- WHAT YOU ARE ASKED TO DO -
Output all the data exactly. Pictures do not belong in the copy.

- GIVEN RECORDS -
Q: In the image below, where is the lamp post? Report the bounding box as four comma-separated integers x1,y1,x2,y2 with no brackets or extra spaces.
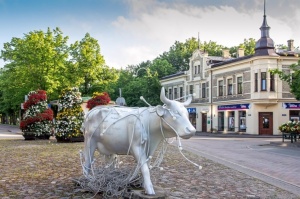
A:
133,67,148,77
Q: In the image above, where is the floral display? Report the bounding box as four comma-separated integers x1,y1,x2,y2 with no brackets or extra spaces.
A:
20,90,54,139
278,121,300,133
55,87,84,141
86,92,111,110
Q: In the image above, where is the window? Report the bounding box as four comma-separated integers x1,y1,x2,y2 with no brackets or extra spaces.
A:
174,88,177,99
239,111,246,132
168,88,172,99
218,80,223,96
270,73,275,91
194,66,197,74
189,85,193,95
206,82,209,98
237,77,243,94
227,78,233,95
179,87,183,99
218,112,224,131
228,111,235,131
198,65,200,74
255,73,258,92
261,72,267,91
202,83,206,98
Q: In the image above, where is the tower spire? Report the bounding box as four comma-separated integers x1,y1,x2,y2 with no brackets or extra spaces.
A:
264,0,266,16
198,32,200,50
254,0,277,56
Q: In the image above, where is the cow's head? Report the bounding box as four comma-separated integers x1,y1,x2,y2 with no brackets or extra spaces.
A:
156,87,196,139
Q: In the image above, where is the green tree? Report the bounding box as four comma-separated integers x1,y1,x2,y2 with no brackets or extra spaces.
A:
149,58,175,78
122,69,161,107
200,40,224,56
69,33,107,95
240,38,256,56
107,69,133,101
230,38,256,57
159,38,199,72
0,27,69,113
270,59,300,100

- TASK SOLUTION -
Q: In the image below, where is the lamp post? Report the bounding box as four comma-separated integers x1,y1,x2,y2 with no brackets or extra spaces.
A:
133,67,148,77
Q: In the image above, where is the floral display? Report the bounding box as four comma-separated integers x1,y1,x2,y2 with no brackets or extra spaces.
A:
20,90,54,139
278,121,300,133
55,87,84,141
86,92,111,110
Q: In the image above, where is the window? Report the bounding box as four comma-separated integers x1,y1,x2,y2 with no brackets or extra spaces.
A:
174,88,177,99
239,111,246,132
168,88,172,99
218,80,223,96
270,73,275,91
194,66,197,74
189,85,193,95
206,82,209,98
237,77,243,94
227,78,233,95
179,87,183,99
218,112,224,131
228,111,235,131
198,65,200,74
255,73,258,92
261,72,267,91
202,83,206,98
Q: In the image above, where is the tower spire? Report the bounding box as four comma-separated integers x1,y1,x2,y2 with no brackets or extra spaces.
A:
264,0,266,16
198,32,200,50
254,0,277,56
Q: In the image above, where is the cow's head? Report the bounding box as four comma-separated integers x1,y1,x2,y2 with no brackets or extra spaces.
A:
156,87,196,139
Q: In the image above, where is the green tree? Report the bounding box as four comma-separated integers x1,y1,x2,y2 with no brackets or extra spaces.
A:
149,58,175,78
122,69,161,107
200,40,224,56
69,33,107,95
240,38,256,56
107,69,133,101
230,38,256,57
159,38,199,72
0,27,69,113
270,59,300,100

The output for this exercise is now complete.